Reproduce every entry exactly as given.

------------------------

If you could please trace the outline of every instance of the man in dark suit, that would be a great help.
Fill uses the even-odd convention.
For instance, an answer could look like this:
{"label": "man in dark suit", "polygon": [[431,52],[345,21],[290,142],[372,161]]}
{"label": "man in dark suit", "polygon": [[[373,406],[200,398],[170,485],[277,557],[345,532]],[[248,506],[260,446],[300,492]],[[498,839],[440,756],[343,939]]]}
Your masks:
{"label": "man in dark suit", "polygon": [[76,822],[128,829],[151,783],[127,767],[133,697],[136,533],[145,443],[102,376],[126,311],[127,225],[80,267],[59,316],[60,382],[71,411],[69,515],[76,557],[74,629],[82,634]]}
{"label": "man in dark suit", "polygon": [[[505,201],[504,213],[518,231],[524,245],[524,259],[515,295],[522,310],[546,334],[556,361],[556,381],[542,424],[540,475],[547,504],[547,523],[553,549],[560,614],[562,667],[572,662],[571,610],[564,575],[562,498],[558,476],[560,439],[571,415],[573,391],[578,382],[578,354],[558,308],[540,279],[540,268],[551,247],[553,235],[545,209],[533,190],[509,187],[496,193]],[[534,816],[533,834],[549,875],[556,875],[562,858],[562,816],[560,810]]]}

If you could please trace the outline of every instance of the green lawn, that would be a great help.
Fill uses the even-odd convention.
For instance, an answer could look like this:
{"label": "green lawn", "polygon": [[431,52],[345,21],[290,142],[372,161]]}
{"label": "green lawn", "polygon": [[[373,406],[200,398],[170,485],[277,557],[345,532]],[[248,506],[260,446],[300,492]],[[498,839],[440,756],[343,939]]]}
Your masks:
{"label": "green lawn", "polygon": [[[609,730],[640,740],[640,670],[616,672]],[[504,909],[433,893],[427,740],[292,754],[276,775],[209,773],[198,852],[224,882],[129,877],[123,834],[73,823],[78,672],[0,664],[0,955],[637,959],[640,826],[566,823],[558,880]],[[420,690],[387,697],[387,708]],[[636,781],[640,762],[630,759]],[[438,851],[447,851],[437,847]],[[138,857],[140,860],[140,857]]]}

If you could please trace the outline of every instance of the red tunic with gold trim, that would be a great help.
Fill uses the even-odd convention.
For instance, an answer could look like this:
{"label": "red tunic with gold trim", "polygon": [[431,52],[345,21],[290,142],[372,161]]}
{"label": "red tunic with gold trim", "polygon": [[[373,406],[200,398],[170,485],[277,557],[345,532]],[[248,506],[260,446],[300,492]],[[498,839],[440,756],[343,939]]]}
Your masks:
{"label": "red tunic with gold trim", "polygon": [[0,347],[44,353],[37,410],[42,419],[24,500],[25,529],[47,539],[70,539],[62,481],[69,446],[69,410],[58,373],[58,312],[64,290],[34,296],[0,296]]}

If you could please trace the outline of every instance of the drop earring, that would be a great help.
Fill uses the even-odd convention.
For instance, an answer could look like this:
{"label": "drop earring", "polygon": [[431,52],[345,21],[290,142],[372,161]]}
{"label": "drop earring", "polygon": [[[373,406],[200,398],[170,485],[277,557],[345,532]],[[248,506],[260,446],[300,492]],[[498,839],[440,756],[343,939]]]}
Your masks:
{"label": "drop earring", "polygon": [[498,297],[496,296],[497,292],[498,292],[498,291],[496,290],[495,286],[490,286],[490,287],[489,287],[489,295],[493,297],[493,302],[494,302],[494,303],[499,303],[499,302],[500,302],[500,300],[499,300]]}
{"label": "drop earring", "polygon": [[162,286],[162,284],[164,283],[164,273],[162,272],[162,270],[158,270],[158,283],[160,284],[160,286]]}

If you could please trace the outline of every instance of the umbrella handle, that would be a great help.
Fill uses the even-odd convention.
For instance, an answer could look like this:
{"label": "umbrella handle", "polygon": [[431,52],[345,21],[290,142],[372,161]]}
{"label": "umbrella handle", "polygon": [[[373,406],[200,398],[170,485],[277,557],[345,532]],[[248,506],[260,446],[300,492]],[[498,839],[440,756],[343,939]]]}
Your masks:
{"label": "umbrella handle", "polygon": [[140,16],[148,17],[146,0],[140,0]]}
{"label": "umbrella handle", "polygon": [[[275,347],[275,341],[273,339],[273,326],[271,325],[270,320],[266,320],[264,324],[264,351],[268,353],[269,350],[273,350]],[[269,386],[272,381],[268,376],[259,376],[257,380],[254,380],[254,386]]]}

------------------------

◆ Output of the exercise ◆
If you could please trace the outline of every instance of the man in dark suit, that would be a great help.
Fill uses the even-odd convention.
For instance, an answer could look like this:
{"label": "man in dark suit", "polygon": [[431,52],[345,21],[290,142],[372,161]]}
{"label": "man in dark suit", "polygon": [[[373,406],[200,398],[170,485],[277,557],[345,532]],[[248,506],[260,446],[300,492]],[[498,839],[440,756],[343,939]]]}
Your masks:
{"label": "man in dark suit", "polygon": [[76,822],[128,829],[151,783],[127,767],[133,697],[136,533],[145,443],[102,376],[126,311],[127,225],[80,267],[59,316],[60,382],[71,411],[69,515],[76,557],[74,629],[82,634]]}
{"label": "man in dark suit", "polygon": [[[505,201],[504,213],[518,231],[524,245],[524,259],[515,295],[522,310],[546,334],[556,361],[556,381],[542,424],[540,475],[547,504],[547,523],[553,549],[560,614],[562,667],[572,662],[571,610],[564,575],[562,498],[558,476],[560,439],[571,415],[573,391],[578,382],[578,354],[558,308],[540,279],[540,268],[551,247],[553,235],[545,209],[533,190],[509,187],[496,193]],[[534,816],[533,834],[549,875],[556,875],[562,858],[562,816],[560,810]]]}

If you could please trace the outline of every instance of the green lawn, that would be a great help.
Fill uses the even-odd convention.
For instance, an answer could look like this:
{"label": "green lawn", "polygon": [[431,52],[345,21],[290,142],[372,161]]}
{"label": "green lawn", "polygon": [[[373,406],[200,398],[170,485],[277,557],[345,532]],[[248,506],[260,446],[300,492]],[[498,839],[440,756],[343,939]]]}
Your masks:
{"label": "green lawn", "polygon": [[[609,730],[640,740],[640,670],[616,672]],[[504,909],[433,893],[427,740],[292,754],[276,775],[209,773],[198,852],[224,882],[129,877],[123,834],[73,823],[78,672],[0,664],[0,955],[637,959],[640,826],[566,823],[558,880]],[[420,690],[387,697],[387,708]],[[636,781],[640,762],[630,759]],[[438,851],[447,851],[437,847]],[[138,857],[140,860],[140,857]]]}

If you could please trace the outline of every instance of the red tunic with gold trim, that would be a great help.
Fill uses the even-odd convention.
For instance, an answer could look like this:
{"label": "red tunic with gold trim", "polygon": [[431,52],[345,21],[290,142],[372,161]]}
{"label": "red tunic with gold trim", "polygon": [[[373,406],[200,398],[170,485],[277,557],[345,532]],[[248,506],[260,446],[300,492]],[[498,839],[440,756],[343,939]]]}
Your masks:
{"label": "red tunic with gold trim", "polygon": [[0,347],[44,353],[37,410],[42,419],[24,500],[25,529],[47,539],[70,539],[62,481],[69,446],[69,410],[58,373],[58,312],[64,290],[34,296],[0,296]]}

If you could please trace the outline of every instance of the drop earring, that would be a great help.
Fill uses the even-odd convention.
For instance, an answer could look like this:
{"label": "drop earring", "polygon": [[431,52],[345,21],[290,142],[372,161]]}
{"label": "drop earring", "polygon": [[[373,406],[200,398],[170,485],[277,557],[345,532]],[[248,506],[260,446],[300,492]],[[498,839],[440,756],[343,939]]]}
Your masks:
{"label": "drop earring", "polygon": [[498,297],[496,296],[497,292],[498,292],[498,291],[496,290],[495,286],[490,286],[490,287],[489,287],[489,295],[493,297],[493,302],[494,302],[494,303],[499,303],[499,302],[500,302],[500,300],[499,300]]}
{"label": "drop earring", "polygon": [[162,286],[162,284],[164,283],[164,273],[162,272],[162,270],[158,270],[158,283],[160,284],[160,286]]}

If you could please trace the outline of every instance of the umbrella handle, that would be a great help.
Fill uses the even-odd convention.
For instance, an answer could look like this:
{"label": "umbrella handle", "polygon": [[431,52],[345,21],[290,142],[372,161]]}
{"label": "umbrella handle", "polygon": [[[373,406],[200,398],[170,485],[277,557],[345,532]],[[248,506],[260,446],[300,492]],[[498,839],[440,756],[343,939]]]}
Your masks:
{"label": "umbrella handle", "polygon": [[140,16],[148,17],[146,0],[140,0]]}
{"label": "umbrella handle", "polygon": [[[275,347],[275,341],[273,339],[273,326],[271,325],[270,320],[266,320],[264,324],[264,351],[268,353],[269,350],[273,350]],[[269,386],[272,381],[268,376],[259,376],[257,380],[254,380],[254,386]]]}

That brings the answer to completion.